Supplied passage -
++++++++++
The Grammar of Creation (v. 22-23)
The final two verses address sins that are a direct assault on the created order itself.
"And you shall not lie with a male as one lies with a female; it is an abomination. Also you shall not lie with any animal to be defiled with it, nor shall any woman stand before an animal to mate with it; it is a perversion." (Leviticus 18:22-23)
Here we have the clear prohibition of homosexuality and bestiality. The language is strong. Homosexual acts are called an "abomination," and bestiality is called a "perversion." An abomination is something that is utterly repugnant to God's holiness. A perversion is a twisting, a turning of something from its created purpose.
The sin here is not a lack of love or commitment, as our modern apologists would have it. The sin is the act itself, because it is a rebellion against the design of the Creator. God made humanity male and female (Gen. 1:27). This binary is not a social construct; it is a biological and theological reality. The one-flesh union of a man and a woman is the icon of the gospel, the picture of Christ and His bride, the Church (Eph. 5:32). Homosexual acts are a direct contradiction of this created grammar. It is an attempt to join together what God has made distinct in a way He never intended. It is trying to spell a word with the wrong letters. The result is not just a mistake; it is cosmic nonsense.
++++++++++
Supplied data -

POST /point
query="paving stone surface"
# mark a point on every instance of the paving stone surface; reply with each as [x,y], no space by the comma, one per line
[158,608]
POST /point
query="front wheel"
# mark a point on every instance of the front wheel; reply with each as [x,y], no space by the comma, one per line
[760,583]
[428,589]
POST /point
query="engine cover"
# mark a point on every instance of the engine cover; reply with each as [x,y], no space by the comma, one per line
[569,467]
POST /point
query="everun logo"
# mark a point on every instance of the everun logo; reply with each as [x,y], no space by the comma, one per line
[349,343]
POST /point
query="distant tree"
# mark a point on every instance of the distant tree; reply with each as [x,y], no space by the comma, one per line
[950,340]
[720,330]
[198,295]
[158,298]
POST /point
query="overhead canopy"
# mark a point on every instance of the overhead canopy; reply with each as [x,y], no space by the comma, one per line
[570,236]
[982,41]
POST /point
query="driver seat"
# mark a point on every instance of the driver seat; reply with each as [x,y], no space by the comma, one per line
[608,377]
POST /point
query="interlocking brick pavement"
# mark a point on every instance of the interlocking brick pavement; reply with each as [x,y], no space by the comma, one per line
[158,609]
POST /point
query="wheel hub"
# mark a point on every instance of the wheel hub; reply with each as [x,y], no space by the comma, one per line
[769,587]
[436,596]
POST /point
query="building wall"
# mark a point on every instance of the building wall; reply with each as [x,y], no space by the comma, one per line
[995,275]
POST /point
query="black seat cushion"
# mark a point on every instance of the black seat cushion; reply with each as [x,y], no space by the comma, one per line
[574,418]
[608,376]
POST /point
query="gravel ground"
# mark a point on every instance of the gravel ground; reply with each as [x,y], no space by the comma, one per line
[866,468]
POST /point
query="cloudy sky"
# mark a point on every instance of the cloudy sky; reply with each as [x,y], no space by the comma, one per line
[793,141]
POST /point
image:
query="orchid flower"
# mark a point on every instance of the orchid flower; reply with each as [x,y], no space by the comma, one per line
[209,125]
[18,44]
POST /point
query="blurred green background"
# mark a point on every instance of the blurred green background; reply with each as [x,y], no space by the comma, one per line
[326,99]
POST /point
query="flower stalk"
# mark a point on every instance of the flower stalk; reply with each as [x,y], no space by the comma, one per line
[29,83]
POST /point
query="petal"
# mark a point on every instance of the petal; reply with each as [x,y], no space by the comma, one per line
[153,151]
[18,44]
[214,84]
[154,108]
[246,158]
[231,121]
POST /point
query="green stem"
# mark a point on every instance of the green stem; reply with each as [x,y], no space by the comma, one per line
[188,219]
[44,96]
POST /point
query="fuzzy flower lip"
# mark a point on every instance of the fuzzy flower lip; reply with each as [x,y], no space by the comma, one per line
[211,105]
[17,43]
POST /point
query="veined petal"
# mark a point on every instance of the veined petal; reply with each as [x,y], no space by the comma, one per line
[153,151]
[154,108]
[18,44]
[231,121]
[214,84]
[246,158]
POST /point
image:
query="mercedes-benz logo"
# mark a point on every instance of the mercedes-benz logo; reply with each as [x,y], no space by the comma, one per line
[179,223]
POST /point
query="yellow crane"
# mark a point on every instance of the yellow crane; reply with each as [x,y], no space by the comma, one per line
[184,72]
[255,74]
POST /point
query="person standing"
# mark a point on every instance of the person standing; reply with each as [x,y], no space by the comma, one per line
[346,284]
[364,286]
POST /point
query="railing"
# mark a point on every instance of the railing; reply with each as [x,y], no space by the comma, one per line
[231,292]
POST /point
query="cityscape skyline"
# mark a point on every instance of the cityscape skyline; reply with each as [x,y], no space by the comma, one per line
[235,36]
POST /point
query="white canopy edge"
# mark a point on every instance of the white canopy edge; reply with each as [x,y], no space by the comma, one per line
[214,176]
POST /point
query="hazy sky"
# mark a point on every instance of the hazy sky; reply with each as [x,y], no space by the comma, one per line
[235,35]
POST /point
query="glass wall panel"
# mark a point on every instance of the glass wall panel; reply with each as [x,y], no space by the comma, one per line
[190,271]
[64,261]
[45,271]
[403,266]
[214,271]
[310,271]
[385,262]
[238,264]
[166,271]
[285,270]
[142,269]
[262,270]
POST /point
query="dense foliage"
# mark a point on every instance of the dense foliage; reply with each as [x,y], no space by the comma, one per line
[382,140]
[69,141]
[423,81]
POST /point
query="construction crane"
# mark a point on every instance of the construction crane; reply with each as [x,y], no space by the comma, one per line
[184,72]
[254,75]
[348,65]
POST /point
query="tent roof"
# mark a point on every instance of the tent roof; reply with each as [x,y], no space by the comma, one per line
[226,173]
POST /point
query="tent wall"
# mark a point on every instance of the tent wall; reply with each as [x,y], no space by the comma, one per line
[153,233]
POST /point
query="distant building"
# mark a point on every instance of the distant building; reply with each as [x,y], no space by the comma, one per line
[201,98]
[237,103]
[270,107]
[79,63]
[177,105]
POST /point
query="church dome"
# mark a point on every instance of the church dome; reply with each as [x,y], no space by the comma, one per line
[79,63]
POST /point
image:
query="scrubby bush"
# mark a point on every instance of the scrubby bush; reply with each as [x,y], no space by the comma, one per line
++++++++++
Aim of the task - Resume the commentary on Leviticus 18:22-23 after its final sentence. Nothing in the data is needed for this.

Answer -
Bestiality is a further step into this chaos. It is the erasure of the boundary between man and beast. Man was made in the image of God, given dominion over the animals. To engage in sexual acts with an animal is a profound degradation of that image. It is an abdication of man's created place and a descent into utter confusion. Both of these acts are the logical end of a worldview that rejects the Creator. If there is no designer, there is no design. If there is no design, there are no boundaries. All that is left is appetite.
Conclusion: The Gospel and the Land
These are hard words for modern ears. They are offensive. But they are the words of a holy God who loves us enough to tell us the truth. The central problem with all these sins, from adultery to child sacrifice to homosexuality, is that they profane the name of God. They misrepresent His character and His creation. They are a form of blasphemy.
The temptation for the modern church is to be embarrassed by these texts, to apologize for them, or to explain them away. But that is to abandon the gospel. The good news is not that God has lowered His standards to meet ours. The good news is that Christ died for sinners, for those who have committed these very abominations. Paul, after listing a similar catalog of sins, including adultery and homosexuality, says to the Corinthian church, "And such were some of you. But you were washed, you were sanctified, you were justified in the name of the Lord Jesus Christ and by the Spirit of our God" (1 Cor. 6:11).
There is no sin so defiling that the blood of Christ cannot cleanse it. There is no perversion so twisted that the grace of God cannot straighten it. The call of the gospel is a call to repentance, a call to turn away from the path that leads to the land vomiting, and to turn toward the God who created the land. It is a call to submit our sexuality, our families, our worship, and our entire lives to the lordship of Jesus Christ. He is the one who makes us holy. He is the one who keeps the land, and His people, from being defiled. And He alone is our hope.